Document passage —
/---

Washington, DC ( — A new document obtained by the Washington Times shows that Samuel Alito, President Bush’s nominee for the Supreme Court, rejected abortion as a constitutional right. In a letter to Attorney General Edwin Meese in 1985, Alito wrote that "the Constitution does not protect a right to an abortion."

"I personally believe very strongly," Alito said in the document, which is one of many the White House released today from the Ronald Reagan Presidential Library for the Senate Judiciary Committee to review before holding hearings on Alito in January.

In the memo, Alito also wrote that he was a conservative and a Republican and appreciated the opportunity to advance President Reagan’s legal positions, such as opposing abortion, during his tenure as an assistant in the office of the Solicitor General.

"It has been an honor and source of personal satisfaction for me to serve in the office of the Solicitor General during President Reagan’s administration and to help to advance legal positions in which I personally believe very strongly," he wrote.

"I am particularly proud of my contributions in recent cases in which the government has argued in the Supreme Court that … the Constitution does not protect a right to an abortion," Alito said.

"I am and always have been a conservative," he added, according to the Times. "I am a lifelong registered Republican."

\---

Exercise data —
/---

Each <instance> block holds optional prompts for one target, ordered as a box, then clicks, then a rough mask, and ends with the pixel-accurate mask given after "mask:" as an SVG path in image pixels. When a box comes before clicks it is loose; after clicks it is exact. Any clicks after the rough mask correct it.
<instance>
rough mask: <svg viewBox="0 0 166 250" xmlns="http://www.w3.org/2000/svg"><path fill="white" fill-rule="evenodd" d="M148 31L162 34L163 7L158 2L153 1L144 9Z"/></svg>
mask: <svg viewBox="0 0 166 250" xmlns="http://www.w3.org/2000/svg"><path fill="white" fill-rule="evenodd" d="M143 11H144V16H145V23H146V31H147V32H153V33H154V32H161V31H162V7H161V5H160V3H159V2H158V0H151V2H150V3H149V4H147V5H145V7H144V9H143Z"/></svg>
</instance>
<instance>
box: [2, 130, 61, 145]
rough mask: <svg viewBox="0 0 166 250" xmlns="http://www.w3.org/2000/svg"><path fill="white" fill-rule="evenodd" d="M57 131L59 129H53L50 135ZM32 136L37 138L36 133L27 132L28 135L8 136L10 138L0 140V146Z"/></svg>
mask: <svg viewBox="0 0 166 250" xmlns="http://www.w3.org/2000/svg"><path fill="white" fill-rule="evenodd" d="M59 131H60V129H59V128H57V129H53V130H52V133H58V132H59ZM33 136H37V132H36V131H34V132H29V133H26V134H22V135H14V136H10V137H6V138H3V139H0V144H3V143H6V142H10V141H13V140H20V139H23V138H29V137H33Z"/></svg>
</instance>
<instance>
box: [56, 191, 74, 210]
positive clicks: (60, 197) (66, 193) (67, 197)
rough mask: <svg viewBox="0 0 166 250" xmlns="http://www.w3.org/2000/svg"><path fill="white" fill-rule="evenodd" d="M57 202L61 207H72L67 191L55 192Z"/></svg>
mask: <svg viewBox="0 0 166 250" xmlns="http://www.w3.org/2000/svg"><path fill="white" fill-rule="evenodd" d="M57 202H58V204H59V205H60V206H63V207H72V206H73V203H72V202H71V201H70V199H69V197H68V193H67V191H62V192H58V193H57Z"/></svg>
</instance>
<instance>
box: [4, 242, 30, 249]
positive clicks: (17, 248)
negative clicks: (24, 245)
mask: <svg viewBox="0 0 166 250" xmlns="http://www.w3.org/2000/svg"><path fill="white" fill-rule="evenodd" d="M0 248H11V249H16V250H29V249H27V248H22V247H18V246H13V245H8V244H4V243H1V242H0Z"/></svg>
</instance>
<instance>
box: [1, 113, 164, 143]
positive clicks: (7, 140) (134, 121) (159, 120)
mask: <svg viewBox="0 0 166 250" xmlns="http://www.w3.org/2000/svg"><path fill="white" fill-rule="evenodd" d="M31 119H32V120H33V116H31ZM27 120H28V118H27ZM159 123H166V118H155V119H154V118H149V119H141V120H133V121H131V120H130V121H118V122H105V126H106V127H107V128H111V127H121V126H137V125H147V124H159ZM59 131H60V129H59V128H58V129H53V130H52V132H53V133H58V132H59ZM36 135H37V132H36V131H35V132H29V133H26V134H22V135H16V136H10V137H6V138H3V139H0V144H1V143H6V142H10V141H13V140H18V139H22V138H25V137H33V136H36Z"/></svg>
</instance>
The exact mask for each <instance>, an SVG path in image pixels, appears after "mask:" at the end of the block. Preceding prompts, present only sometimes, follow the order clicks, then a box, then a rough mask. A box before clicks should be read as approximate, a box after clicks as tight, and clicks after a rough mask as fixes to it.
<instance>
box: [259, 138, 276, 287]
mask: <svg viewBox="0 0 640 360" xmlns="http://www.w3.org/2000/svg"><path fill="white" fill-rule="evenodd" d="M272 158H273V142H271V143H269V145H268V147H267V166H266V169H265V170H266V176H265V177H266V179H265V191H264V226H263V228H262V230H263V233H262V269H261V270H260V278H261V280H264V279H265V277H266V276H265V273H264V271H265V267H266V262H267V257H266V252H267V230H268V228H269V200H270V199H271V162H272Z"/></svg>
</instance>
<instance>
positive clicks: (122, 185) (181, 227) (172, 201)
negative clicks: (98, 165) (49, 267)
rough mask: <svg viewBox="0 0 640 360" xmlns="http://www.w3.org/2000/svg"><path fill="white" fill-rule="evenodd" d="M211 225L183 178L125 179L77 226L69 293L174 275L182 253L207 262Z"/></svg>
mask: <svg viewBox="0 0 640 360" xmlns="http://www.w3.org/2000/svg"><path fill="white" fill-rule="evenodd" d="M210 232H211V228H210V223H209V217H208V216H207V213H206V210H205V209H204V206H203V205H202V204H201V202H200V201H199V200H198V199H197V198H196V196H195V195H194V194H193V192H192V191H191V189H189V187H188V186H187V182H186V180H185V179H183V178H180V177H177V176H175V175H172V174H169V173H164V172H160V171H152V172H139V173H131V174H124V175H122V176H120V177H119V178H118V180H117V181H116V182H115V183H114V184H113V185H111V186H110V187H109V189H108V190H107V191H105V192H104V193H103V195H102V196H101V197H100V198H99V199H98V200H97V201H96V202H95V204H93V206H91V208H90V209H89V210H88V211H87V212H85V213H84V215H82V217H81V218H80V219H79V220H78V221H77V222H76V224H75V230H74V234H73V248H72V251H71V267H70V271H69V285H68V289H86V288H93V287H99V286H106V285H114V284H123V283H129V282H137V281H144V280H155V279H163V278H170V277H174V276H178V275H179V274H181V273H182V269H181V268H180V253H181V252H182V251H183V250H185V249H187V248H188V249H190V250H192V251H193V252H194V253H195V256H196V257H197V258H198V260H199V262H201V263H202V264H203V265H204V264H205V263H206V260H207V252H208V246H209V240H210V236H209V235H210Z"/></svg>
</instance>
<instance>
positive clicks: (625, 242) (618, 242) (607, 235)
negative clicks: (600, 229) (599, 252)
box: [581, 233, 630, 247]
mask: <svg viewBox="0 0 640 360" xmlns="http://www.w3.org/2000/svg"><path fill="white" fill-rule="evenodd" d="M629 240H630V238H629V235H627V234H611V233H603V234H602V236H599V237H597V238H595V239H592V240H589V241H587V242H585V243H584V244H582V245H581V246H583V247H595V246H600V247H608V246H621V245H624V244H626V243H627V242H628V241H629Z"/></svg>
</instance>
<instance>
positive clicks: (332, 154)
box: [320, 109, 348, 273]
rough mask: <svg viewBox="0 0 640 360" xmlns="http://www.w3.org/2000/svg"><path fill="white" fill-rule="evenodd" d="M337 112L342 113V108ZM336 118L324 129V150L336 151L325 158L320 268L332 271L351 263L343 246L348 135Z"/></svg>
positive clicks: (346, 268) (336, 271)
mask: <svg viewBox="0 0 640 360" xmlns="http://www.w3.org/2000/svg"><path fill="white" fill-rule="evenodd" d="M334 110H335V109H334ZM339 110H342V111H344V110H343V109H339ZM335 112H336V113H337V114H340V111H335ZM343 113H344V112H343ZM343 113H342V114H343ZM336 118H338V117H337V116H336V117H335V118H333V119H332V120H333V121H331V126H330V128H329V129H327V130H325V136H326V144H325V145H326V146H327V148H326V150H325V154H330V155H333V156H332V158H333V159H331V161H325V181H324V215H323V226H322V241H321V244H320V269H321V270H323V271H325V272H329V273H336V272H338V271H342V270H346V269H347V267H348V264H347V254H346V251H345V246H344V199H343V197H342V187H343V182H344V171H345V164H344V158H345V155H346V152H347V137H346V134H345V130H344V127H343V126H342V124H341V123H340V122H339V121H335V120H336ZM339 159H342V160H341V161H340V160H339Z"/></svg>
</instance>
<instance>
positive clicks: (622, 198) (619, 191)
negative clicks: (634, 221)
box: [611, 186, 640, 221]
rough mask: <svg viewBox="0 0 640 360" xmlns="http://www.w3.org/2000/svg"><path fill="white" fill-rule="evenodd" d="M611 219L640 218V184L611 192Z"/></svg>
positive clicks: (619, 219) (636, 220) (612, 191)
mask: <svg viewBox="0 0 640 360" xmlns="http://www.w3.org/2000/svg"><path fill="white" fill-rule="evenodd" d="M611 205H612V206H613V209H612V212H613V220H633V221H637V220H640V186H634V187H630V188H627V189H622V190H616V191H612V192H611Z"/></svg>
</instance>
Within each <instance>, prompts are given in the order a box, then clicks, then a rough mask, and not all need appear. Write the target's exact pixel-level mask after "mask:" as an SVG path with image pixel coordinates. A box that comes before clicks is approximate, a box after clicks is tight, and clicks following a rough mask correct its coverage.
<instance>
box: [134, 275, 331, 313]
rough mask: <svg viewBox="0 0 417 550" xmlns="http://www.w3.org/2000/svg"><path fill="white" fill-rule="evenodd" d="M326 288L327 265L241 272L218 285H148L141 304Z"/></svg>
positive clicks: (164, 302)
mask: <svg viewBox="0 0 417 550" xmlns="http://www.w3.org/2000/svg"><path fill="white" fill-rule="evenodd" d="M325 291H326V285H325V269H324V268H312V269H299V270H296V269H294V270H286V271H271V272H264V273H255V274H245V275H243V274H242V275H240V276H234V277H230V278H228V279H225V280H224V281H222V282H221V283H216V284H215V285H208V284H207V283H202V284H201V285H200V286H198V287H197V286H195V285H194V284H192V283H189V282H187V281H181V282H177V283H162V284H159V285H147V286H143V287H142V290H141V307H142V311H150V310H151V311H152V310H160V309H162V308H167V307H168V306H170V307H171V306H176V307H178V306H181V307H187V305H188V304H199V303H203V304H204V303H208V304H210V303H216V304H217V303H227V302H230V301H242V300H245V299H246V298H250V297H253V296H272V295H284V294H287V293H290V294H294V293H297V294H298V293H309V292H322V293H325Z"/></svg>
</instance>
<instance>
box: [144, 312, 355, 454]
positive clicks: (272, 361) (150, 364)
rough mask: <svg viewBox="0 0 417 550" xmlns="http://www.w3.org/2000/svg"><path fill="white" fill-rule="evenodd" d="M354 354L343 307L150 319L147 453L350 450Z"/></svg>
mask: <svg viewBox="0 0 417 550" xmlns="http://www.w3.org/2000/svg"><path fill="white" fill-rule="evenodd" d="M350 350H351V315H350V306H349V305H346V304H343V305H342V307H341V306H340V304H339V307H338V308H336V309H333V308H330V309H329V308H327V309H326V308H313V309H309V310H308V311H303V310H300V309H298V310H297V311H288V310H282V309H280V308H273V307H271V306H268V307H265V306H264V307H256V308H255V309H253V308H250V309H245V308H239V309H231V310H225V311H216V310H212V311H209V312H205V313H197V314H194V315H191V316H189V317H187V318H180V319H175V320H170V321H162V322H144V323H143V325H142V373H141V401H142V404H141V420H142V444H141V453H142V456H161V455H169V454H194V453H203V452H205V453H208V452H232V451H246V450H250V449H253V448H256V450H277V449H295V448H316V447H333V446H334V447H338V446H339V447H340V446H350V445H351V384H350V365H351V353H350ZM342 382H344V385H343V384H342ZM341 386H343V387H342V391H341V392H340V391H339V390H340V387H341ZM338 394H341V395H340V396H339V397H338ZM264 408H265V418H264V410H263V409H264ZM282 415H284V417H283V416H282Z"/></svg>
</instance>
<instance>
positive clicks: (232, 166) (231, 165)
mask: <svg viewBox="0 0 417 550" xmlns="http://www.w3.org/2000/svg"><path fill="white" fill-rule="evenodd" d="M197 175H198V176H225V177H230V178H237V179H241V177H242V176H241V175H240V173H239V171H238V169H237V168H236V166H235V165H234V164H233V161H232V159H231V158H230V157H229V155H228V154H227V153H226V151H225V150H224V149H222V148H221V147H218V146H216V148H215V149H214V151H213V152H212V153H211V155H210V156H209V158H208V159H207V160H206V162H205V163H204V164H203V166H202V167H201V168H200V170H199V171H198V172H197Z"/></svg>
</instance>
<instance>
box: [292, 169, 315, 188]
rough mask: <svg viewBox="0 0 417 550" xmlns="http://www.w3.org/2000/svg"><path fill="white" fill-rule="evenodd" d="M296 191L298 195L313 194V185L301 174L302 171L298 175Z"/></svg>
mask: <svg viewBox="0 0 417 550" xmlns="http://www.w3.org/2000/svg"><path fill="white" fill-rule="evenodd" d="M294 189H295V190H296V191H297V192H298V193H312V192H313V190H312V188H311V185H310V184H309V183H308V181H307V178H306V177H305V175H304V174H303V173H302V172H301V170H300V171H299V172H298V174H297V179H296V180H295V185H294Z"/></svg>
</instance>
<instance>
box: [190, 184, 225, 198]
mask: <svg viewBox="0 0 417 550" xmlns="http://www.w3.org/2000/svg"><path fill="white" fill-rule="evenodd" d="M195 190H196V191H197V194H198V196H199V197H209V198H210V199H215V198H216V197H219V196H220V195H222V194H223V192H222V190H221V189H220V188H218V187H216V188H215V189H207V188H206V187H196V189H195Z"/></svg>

\---

What this task involves — Pick up the news excerpt about Samuel Alito's 1985 letter to Edwin Meese and continue it from its last sentence.

Output of the task —
This document provides the strongest evidence yet for pro-life advocates who are still worries that there is not enough evidence to prove Alito will vote to overturn Roe v. Wade if a case comes before him on the high court. Most pro-life groups have endorsed Alito’s nomination and abortion advocates are launching campaigns this week to oppose him.

In the memo, Alito added that he "I believe very strongly in limited government" and the "the supremacy of the elected branches of government," and "and the legitimacy of a government role in protecting traditional values" — showing his judicial philosophy would make him likely to uphold pro-life laws on the Supreme Court.

In interviews with members of the Senate last week, Alito described Roe v. Wade as a precedent-setting case that deserves "great respect" but would not commit to upholding the decision in the future.

Sen. Joseph Lieberman, a Democrat, told reporters Alito described the abortion case as a "precedent on which people, a lot of people, relied, and had been precedent now for decades and therefore deserved great respect."

Lieberman called that "encouraging" but added that Alito would not say he would vote to uphold Roe.